#### Data entries

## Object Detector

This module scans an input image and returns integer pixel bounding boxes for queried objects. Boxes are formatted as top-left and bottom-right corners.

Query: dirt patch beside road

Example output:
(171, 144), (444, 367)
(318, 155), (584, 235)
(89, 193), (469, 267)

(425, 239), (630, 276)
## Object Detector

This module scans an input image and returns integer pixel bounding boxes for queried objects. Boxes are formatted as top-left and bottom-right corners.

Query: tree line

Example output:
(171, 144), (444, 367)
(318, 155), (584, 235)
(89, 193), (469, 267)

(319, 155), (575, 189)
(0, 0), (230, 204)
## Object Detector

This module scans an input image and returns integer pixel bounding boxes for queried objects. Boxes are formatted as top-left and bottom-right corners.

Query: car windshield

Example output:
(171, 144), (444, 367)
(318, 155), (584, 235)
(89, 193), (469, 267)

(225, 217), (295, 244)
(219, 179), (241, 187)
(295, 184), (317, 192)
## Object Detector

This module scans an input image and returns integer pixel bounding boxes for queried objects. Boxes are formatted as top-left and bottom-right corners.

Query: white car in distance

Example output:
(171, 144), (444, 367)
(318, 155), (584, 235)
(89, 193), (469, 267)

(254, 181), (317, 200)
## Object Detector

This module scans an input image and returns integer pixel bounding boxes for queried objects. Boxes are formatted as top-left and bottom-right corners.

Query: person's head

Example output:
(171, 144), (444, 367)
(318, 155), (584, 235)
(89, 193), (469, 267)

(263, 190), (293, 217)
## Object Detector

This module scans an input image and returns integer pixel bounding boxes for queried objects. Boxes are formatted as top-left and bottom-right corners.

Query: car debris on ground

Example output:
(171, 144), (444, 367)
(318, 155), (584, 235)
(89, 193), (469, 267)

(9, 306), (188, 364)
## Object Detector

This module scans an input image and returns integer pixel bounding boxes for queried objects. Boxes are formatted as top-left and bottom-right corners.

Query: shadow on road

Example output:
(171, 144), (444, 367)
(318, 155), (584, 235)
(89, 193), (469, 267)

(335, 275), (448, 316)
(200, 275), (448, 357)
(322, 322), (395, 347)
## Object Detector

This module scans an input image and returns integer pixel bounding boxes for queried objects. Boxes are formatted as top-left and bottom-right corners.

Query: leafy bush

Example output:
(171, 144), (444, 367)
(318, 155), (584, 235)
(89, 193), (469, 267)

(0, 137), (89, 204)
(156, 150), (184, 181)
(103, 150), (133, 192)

########

▶ [Task prompt]: Rewrite every row above, replacing "Object Detector" with "Box Finder" and leaving everything else unchanged.

▶ [Task response]:
## Box Finder

This module scans an input image and returns integer pixel bounding boxes for queried objects. Boxes are formatted as top-left and bottom-right corners.

Query: dirt patch beside road

Example output:
(171, 144), (444, 367)
(318, 155), (584, 235)
(89, 193), (469, 267)

(425, 239), (630, 276)
## Box Finder

This module scans an input image and returns integer pixel bounding boxes for queried objects. Boxes are formatted as top-left and bottom-right corners.

Query: tree line

Example output:
(171, 144), (444, 367)
(318, 155), (584, 235)
(89, 193), (469, 267)

(319, 155), (575, 189)
(0, 0), (230, 204)
## Box Finder

This module scans an input image and returns integer pixel bounding boxes for queried objects. Boxes are formatted as top-left and bottom-right corners.

Query: car windshield

Example output:
(171, 144), (444, 367)
(318, 155), (584, 235)
(89, 193), (469, 267)

(225, 217), (295, 244)
(219, 179), (241, 187)
(295, 184), (317, 192)
## Box Finder

This module scans an input image and returns integer pixel bounding boxes for queried objects. Boxes are formatted as top-left and bottom-right corners.

Query: white car in distance

Example output:
(171, 144), (444, 367)
(318, 155), (584, 235)
(89, 193), (469, 267)

(254, 181), (317, 200)
## Box Finder

This module scans an input image and returns integer pixel bounding boxes for queried objects. Boxes are formatted as top-left and bottom-right corners.

Query: person's head

Example output:
(171, 144), (444, 367)
(318, 155), (584, 235)
(89, 193), (469, 267)

(263, 190), (293, 217)
## Box Finder

This module scans an input image and returns integer pixel bounding boxes for queried objects. Boxes are formatted as top-left and bottom-right corners.

Query: car debris on ground

Example output:
(171, 144), (444, 367)
(318, 155), (584, 235)
(89, 193), (469, 267)

(9, 306), (188, 364)
## Box Finder

This module scans an input image and returns integer pixel bounding boxes for queried objects. Boxes are formatted as top-left and bottom-right corners.

Query: shadow on road

Example output:
(171, 144), (444, 367)
(318, 155), (584, 235)
(89, 193), (469, 267)

(335, 275), (448, 316)
(200, 275), (448, 357)
(322, 322), (395, 347)
## Box Finder

This module scans an input image and returns integer pixel bounding boxes for queried objects. Boxes are formatted as top-left and bottom-right corners.

Query: leafy bush

Example output:
(171, 144), (444, 367)
(318, 155), (584, 235)
(89, 193), (469, 267)

(0, 137), (89, 204)
(156, 150), (184, 181)
(103, 150), (133, 192)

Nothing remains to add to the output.